## TEKS YANG DIBERIKAN:
.....
Negara-negara maju kerap memiliki pemahaman yang salah tentang Islam. Salah satu pehamanan yang salah itu adalah Islam dianggap sebagai agama yang tidak toleran terhadap keyakinan agama lain. Ada keyakinan yang sudah begitu meluas bahwa umat Islam diperintahkan untuk bersikap 'agama Islam atau pedang' terhadap non Muslim. Pemahaman yang salah ini makin berkembang, sehingga dimanfaatkan oleh segelintir penguasa untuk menghembuskan wacana bahwa Islam adalah ancaman bagi Barat.
Toleransi dalam Al-Quran
Dalam tulisannya berjudul Myth of Islamic Intolerance, Syed Imaduddin Asad dosen di Punjab Law College, Lahore Pakistan menyatakan, pemahaman yang salah itu juga sudah melanda sebagian umat Islam sendiri. Salah satu penyebabnya, karena perilaku sekelompok Muslim atau penguasa Muslim yang tidak bertanggung jawab, kasar dan tercela, ikut memberi kontrubusi bagi pandangan yang buruk tentang Islam.
Dalam hal ini, Syed Imaduddin Asad melihat makin banyak umat Islam yang tidak lagi peduli pada ajaran-ajaran yang terdapat dalam Al-Quran maupun Hadist, sehingga perilaku mereka menyimpang dari ajaran Islam yang sebenarnya.
.....
## DAFTAR TUGAS:
1) Rangkum teks tentang anggapan intoleransi Islam dalam dua kalimat.
2) Jawab pertanyaan berikut berdasarkan teks tentang anggapan intoleransi Islam.
(a) Sikap apa yang, menurut keyakinan yang sudah meluas, diperintahkan kepada umat Islam terhadap non Muslim?
(b) Apa judul tulisan Syed Imaduddin Asad?
(c) Di mana Syed Imaduddin Asad menjadi dosen?
3) Salin tanpa perubahan bagian teks tentang anggapan intoleransi Islam yang dibuka dengan kata-kata "Negara-negara maju kerap" dan ditutup dengan "buruk tentang Islam.".
.....
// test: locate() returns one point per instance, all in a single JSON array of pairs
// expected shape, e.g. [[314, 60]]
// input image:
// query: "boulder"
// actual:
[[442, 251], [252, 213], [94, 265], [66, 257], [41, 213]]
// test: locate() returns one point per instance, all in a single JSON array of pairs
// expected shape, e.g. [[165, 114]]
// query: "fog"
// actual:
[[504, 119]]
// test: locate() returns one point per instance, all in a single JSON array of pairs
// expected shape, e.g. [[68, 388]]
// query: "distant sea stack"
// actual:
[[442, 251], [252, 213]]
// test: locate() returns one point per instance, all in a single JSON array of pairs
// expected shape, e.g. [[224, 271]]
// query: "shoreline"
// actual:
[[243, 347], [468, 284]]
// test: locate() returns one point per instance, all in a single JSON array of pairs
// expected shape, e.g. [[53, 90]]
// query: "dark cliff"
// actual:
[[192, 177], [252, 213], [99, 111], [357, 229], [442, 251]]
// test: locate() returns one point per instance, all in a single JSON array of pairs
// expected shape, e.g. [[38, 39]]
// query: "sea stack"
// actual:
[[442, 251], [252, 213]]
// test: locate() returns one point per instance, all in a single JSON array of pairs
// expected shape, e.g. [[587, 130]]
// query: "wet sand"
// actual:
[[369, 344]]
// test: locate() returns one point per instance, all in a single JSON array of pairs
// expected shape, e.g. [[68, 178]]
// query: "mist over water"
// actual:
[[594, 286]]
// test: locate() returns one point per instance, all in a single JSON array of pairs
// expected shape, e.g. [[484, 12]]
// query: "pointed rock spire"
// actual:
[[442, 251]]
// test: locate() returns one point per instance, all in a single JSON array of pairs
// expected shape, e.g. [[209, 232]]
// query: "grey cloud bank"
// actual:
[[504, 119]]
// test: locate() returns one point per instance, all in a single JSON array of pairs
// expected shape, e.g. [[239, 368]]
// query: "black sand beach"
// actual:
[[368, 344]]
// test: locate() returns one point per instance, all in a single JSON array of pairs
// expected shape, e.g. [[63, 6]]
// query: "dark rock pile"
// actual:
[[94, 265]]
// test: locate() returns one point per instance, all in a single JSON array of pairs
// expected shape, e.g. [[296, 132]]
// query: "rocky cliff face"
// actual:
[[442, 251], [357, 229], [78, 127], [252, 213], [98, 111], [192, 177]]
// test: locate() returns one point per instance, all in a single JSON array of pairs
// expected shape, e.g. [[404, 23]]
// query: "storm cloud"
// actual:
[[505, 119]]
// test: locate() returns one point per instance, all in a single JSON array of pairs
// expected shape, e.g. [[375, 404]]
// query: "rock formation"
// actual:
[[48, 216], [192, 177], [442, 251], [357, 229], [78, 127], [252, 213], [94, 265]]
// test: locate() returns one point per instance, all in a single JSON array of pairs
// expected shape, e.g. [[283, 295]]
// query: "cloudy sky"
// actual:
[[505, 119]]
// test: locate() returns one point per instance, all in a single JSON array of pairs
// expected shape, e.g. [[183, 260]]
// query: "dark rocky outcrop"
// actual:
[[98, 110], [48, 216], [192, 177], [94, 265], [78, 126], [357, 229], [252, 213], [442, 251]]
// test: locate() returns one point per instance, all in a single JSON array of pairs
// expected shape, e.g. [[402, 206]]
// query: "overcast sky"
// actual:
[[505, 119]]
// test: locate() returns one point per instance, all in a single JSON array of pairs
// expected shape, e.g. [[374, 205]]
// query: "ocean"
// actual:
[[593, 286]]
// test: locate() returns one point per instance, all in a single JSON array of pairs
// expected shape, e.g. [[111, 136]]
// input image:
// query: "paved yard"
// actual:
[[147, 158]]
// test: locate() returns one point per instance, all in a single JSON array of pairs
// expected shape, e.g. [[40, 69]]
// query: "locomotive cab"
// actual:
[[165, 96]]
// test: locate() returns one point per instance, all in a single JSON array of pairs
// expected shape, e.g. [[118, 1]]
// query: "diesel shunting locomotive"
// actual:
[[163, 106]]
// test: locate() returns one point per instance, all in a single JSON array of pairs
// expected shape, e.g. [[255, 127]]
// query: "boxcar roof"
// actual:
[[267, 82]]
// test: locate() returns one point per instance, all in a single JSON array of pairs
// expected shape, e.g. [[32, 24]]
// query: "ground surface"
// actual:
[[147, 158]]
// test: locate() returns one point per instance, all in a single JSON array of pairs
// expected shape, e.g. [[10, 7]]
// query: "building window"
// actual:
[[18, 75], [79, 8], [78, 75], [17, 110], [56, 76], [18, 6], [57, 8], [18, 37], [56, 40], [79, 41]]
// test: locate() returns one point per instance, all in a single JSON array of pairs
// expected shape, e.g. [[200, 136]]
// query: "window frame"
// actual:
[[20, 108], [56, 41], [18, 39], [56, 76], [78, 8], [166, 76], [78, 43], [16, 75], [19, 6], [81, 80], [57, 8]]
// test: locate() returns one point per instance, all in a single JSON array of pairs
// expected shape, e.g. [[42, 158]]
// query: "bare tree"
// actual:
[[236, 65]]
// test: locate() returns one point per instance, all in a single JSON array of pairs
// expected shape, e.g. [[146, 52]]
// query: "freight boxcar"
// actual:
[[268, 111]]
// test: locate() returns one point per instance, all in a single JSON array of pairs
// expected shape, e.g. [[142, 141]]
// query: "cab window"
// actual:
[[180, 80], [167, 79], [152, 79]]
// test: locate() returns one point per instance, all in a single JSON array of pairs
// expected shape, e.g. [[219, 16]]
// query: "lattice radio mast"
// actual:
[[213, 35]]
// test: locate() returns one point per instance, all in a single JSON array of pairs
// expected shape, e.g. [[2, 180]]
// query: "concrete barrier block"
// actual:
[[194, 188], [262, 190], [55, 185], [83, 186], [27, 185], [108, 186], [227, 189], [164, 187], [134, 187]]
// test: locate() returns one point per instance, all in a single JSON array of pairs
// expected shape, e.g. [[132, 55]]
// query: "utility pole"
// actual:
.....
## JAWABAN TUGAS:
1) Negara-negara maju kerap salah memahami Islam sebagai agama yang tidak toleran, dan pemahaman ini dimanfaatkan segelintir penguasa untuk menghembuskan wacana bahwa Islam adalah ancaman bagi Barat. Menurut Syed Imaduddin Asad, pemahaman yang salah itu juga melanda sebagian umat Islam, antara lain karena perilaku sekelompok Muslim atau penguasa Muslim yang tidak bertanggung jawab, serta makin banyaknya umat Islam yang tidak lagi peduli pada ajaran Al-Quran maupun Hadist.

2)
(a) Sikap 'agama Islam atau pedang'.
(b) Myth of Islamic Intolerance.
(c) Di Punjab Law College, Lahore, Pakistan.

3)
Negara-negara maju kerap memiliki pemahaman yang salah tentang Islam. Salah satu pehamanan yang salah itu adalah Islam dianggap sebagai agama yang tidak toleran terhadap keyakinan agama lain. Ada keyakinan yang sudah begitu meluas bahwa umat Islam diperintahkan untuk bersikap 'agama Islam atau pedang' terhadap non Muslim. Pemahaman yang salah ini makin berkembang, sehingga dimanfaatkan oleh segelintir penguasa untuk menghembuskan wacana bahwa Islam adalah ancaman bagi Barat.
Toleransi dalam Al-Quran
Dalam tulisannya berjudul Myth of Islamic Intolerance, Syed Imaduddin Asad dosen di Punjab Law College, Lahore Pakistan menyatakan, pemahaman yang salah itu juga sudah melanda sebagian umat Islam sendiri. Salah satu penyebabnya, karena perilaku sekelompok Muslim atau penguasa Muslim yang tidak bertanggung jawab, kasar dan tercela, ikut memberi kontrubusi bagi pandangan yang buruk tentang Islam.